* Information shown

- Opening Delimiter -

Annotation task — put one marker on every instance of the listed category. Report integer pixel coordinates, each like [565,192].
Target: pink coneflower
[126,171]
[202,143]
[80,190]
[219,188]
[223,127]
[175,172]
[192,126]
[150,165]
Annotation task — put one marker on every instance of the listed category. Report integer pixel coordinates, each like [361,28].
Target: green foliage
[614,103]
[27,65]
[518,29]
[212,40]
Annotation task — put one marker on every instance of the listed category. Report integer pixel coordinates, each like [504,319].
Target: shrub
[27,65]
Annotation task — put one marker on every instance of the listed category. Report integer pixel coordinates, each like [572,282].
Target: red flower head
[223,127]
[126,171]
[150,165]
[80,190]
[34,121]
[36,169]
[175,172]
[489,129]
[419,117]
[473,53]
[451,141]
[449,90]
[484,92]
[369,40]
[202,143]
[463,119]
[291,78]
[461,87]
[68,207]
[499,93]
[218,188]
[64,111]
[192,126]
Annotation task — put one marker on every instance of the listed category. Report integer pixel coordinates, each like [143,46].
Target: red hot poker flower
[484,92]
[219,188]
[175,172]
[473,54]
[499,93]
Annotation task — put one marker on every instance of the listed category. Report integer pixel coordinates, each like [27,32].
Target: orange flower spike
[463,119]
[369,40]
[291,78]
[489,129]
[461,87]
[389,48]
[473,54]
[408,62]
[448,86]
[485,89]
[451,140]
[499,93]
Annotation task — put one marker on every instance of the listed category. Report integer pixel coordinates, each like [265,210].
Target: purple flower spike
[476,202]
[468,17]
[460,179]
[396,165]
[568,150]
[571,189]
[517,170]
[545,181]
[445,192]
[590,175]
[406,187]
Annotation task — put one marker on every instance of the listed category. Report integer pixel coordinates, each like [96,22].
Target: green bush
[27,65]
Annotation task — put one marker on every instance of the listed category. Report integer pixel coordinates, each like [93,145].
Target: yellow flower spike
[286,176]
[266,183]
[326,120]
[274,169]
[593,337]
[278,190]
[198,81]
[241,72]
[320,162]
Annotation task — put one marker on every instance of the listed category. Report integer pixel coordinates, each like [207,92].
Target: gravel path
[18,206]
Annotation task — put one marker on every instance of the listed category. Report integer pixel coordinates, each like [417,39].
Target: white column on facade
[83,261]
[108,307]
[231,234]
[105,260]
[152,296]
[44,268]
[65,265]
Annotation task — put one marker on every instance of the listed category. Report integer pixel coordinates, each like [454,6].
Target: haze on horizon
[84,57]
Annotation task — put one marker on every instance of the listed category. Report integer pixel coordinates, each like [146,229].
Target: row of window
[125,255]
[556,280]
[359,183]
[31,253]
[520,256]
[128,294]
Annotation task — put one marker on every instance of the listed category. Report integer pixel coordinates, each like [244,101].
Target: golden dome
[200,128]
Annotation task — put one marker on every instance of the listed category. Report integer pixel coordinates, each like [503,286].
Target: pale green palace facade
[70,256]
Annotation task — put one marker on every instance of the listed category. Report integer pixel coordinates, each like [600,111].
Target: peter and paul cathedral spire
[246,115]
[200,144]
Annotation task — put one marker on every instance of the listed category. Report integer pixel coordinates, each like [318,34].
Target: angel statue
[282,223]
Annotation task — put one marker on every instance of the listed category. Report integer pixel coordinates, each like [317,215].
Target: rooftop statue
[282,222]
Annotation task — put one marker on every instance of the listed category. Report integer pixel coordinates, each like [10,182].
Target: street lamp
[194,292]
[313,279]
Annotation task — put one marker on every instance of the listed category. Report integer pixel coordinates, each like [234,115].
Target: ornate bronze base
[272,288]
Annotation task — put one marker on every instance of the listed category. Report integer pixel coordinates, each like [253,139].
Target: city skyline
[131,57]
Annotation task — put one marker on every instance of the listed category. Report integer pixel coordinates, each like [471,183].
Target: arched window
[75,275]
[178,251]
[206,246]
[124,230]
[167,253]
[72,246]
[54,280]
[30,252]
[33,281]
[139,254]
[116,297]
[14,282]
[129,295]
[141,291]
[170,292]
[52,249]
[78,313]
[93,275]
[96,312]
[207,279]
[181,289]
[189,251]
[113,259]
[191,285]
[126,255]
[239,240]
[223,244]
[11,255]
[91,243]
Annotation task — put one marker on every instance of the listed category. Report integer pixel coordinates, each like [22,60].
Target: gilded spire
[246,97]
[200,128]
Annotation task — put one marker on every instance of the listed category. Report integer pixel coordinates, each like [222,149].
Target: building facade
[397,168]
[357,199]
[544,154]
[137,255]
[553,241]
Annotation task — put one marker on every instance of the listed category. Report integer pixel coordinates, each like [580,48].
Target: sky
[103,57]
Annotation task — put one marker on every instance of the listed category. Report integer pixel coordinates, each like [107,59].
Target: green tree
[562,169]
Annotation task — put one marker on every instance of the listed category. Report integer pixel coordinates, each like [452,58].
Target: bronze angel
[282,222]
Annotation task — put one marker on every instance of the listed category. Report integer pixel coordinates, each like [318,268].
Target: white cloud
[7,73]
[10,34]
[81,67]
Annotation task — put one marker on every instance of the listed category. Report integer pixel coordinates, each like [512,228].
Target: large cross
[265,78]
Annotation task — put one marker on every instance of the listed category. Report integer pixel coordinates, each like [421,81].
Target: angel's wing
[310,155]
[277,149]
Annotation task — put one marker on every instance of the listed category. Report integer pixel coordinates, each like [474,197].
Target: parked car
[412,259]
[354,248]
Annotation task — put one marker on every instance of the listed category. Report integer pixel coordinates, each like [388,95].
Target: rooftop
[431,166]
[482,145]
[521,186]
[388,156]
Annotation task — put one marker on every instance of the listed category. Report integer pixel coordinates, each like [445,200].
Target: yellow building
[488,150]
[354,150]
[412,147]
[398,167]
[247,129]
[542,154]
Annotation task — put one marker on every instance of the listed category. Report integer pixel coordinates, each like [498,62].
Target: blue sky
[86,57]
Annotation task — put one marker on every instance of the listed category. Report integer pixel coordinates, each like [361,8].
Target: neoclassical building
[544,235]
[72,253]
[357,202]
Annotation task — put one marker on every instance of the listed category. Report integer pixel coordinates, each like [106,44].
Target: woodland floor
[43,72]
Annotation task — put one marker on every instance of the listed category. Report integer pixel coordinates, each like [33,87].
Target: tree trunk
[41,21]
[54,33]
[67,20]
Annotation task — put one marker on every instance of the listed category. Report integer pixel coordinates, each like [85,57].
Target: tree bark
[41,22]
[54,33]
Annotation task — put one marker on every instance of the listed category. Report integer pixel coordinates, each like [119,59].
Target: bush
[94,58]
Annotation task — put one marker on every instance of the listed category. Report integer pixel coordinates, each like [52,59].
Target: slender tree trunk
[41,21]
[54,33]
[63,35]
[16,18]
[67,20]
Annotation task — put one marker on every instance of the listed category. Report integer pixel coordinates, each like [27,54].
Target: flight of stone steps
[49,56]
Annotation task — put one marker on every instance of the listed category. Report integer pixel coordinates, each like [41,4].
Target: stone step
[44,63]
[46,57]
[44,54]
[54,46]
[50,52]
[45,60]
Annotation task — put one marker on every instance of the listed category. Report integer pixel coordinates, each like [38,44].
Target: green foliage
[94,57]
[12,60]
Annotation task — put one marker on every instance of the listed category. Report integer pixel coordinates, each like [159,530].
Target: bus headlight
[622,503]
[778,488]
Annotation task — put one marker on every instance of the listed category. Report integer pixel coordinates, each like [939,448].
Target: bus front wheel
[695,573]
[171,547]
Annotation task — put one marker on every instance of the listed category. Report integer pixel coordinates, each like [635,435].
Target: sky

- Closing Delimiter -

The complete data above is to be written out again as it stands.

Annotation task — put one marker on every instance of the listed category. Report integer pixel coordinates, each like [565,192].
Target: pink coneflower
[126,171]
[202,143]
[80,190]
[219,188]
[223,127]
[175,172]
[192,126]
[150,165]
Annotation task — put one marker on every instance of the listed category. Report integer pixel coordinates, each like [361,28].
Target: green foliage
[614,103]
[27,65]
[518,29]
[212,40]
Annotation task — put one marker on every instance of the listed category. Report integer pixel coordinates, each like [504,319].
Target: shrub
[27,65]
Annotation task — put one marker on every instance of the listed category. Report integer pixel coordinates, each like [572,282].
Target: red flower head
[223,127]
[126,171]
[150,165]
[80,190]
[34,121]
[36,169]
[175,172]
[489,129]
[419,117]
[473,53]
[451,141]
[449,90]
[484,92]
[369,40]
[202,143]
[463,119]
[291,78]
[461,87]
[68,207]
[499,93]
[218,188]
[64,111]
[192,126]
Annotation task — put one marker on every instance of the listed category. Report integer pixel coordinates, each like [143,46].
Target: red hot poker flower
[484,92]
[219,188]
[175,172]
[473,54]
[499,93]
Annotation task — put one marker on every instance of the listed category. Report integer pixel coordinates, each like [27,32].
Target: orange flower spike
[463,119]
[369,40]
[291,78]
[489,129]
[461,87]
[389,48]
[473,54]
[408,62]
[448,86]
[485,89]
[451,140]
[499,93]
Annotation task — put one marker on every instance of the listed category. Report integer pixel coordinates, each like [265,210].
Target: purple flower spike
[476,202]
[468,17]
[460,179]
[396,165]
[568,150]
[571,189]
[517,170]
[545,181]
[445,192]
[590,175]
[406,187]
Annotation task — put one marker on every instance of the listed category. Report integer pixel coordinates, each like [96,22].
Target: green bush
[27,65]
Annotation task — put one marker on every instance of the listed category. Report integer pixel coordinates, each like [93,145].
Target: yellow flower spike
[286,176]
[266,183]
[326,120]
[274,169]
[593,337]
[278,190]
[198,81]
[241,72]
[320,162]
Annotation task — put one marker on every instance of the listed category. Report integer pixel coordinates, each like [207,92].
Target: gravel path
[18,206]
Annotation task — put one marker on every instance of the listed category. Report integer pixel coordinates, each like [417,39].
Target: white column on facade
[83,261]
[108,307]
[231,234]
[105,260]
[152,296]
[44,268]
[65,265]
Annotation task — put one marker on every instance of the listed category. Report integer pixel coordinates, each like [454,6].
Target: haze on horizon
[84,57]
Annotation task — put one marker on every instance of the listed category. Report integer pixel coordinates, each like [146,229].
Target: row of window
[125,255]
[556,280]
[359,183]
[31,253]
[520,256]
[128,294]
Annotation task — put one marker on every instance of the listed category. Report integer pixel coordinates, each like [244,101].
Target: golden dome
[200,128]
Annotation task — put one marker on every instance of the listed category. Report integer pixel coordinates, each like [503,286].
Target: pale green palace facade
[70,256]
Annotation task — put one marker on every instance of the listed category. Report integer pixel coordinates, each like [600,111].
Target: peter and paul cathedral spire
[246,115]
[200,144]
Annotation task — put one marker on every instance of the listed category. Report integer pixel coordinates, each like [318,34].
Target: angel statue
[282,223]
Annotation task — put one marker on every instance of the listed category. Report integer pixel coordinates, each like [317,215].
Target: rooftop statue
[282,222]
Annotation task — put one marker on every instance of the listed category. Report integer pixel coordinates, each like [10,182].
Target: street lamp
[194,292]
[313,279]
Annotation task — put one marker on every instance of the listed category. Report integer pixel coordinates, each like [234,115].
Target: ornate bronze base
[272,288]
Annotation task — put one marker on every instance of the listed category. Report integer pixel coordinates, each like [253,139].
Target: city skyline
[131,57]
Annotation task — put one marker on every instance of the listed category. Report integer pixel coordinates, each like [471,183].
Target: arched window
[75,275]
[178,251]
[206,246]
[124,230]
[167,253]
[72,246]
[54,280]
[30,252]
[33,281]
[139,254]
[116,297]
[14,282]
[129,295]
[141,291]
[170,292]
[52,249]
[78,313]
[93,275]
[96,312]
[207,279]
[181,289]
[189,251]
[113,259]
[191,285]
[126,255]
[239,240]
[223,244]
[11,255]
[91,243]
Annotation task — put one marker on every instance of the listed category. Report integer pixel coordinates, each like [22,60].
Target: gilded spire
[246,97]
[200,128]
Annotation task — put one marker on every instance of the listed category. Report integer pixel coordinates, each like [222,149].
Target: building facade
[397,168]
[357,199]
[544,154]
[137,255]
[553,241]
Annotation task — put one marker on every instance of the listed category. Report integer pixel coordinates, each like [580,48].
Target: sky
[103,57]
Annotation task — put one marker on every instance of the listed category. Report integer pixel coordinates, each like [107,59].
Target: green tree
[562,169]
Annotation task — put one marker on every instance of the listed category. Report integer pixel coordinates, each like [452,58].
Target: bronze angel
[282,222]
Annotation task — put one marker on every instance of the listed category. Report integer pixel coordinates, each like [318,268].
Target: white cloud
[7,73]
[10,34]
[81,67]
Annotation task — put one marker on every instance of the listed category. Report integer pixel coordinates, each like [512,228].
Target: large cross
[265,78]
Annotation task — put one marker on every instance of the listed category. Report integer pixel coordinates, each like [421,81].
Target: angel's wing
[310,155]
[277,149]
Annotation task — put one marker on every instance of the listed category. Report integer pixel coordinates, each like [474,197].
Target: parked car
[412,259]
[354,248]
Annotation task — put one marker on every instance of the listed category. Report integer pixel coordinates, each like [388,95].
Target: rooftop
[431,166]
[482,145]
[521,186]
[388,156]
Annotation task — put one marker on every instance of the listed category. Report integer pixel coordinates, each like [445,200].
Target: yellow building
[488,150]
[354,150]
[412,147]
[398,167]
[247,129]
[542,154]
Annotation task — put one marker on every instance of the listed category. Report integer pixel coordinates, each like [498,62].
Target: blue sky
[86,57]
Annotation task — put one marker on every instance of the listed category. Report integer pixel coordinates, each like [361,8].
Target: neoclassical building
[544,235]
[72,253]
[357,202]
Annotation task — put one marker on every instance of the listed category. Report integer pixel coordinates, each like [106,44].
Target: woodland floor
[43,72]
Annotation task — put one marker on every instance of the listed category. Report integer pixel coordinates, each like [33,87].
Target: tree trunk
[41,21]
[54,33]
[67,20]
Annotation task — put one marker on every instance of the listed category. Report integer pixel coordinates, each like [85,57].
Target: tree bark
[41,22]
[54,33]
Annotation task — put one marker on every instance of the listed category. Report integer pixel coordinates, each like [119,59].
Target: bush
[94,58]
Annotation task — put one marker on every instance of the listed category. Report integer pixel coordinates, each like [52,59].
Target: slender tree trunk
[41,21]
[54,33]
[63,35]
[16,18]
[67,20]
Annotation task — put one marker on every instance of the listed category. Report integer pixel coordinates, each like [27,54].
Target: flight of stone steps
[49,56]
Annotation task — put one marker on every instance of the listed category. Report integer pixel coordinates, each like [41,4].
Target: stone step
[44,63]
[46,57]
[44,54]
[54,46]
[50,52]
[45,60]
Annotation task — put one marker on every instance of the listed category. Report integer pixel coordinates, each like [38,44].
Target: green foliage
[94,57]
[12,60]
Annotation task — put one marker on every instance of the listed category. Report integer pixel coordinates, each like [159,530].
Target: bus headlight
[622,503]
[778,488]
Annotation task — put one marker on every instance of the listed category. Report integer pixel coordinates, each like [939,448].
Target: bus front wheel
[695,573]
[171,547]
Annotation task — put one marker on every instance of the listed category. Report integer pixel coordinates, each like [635,435].
Target: sky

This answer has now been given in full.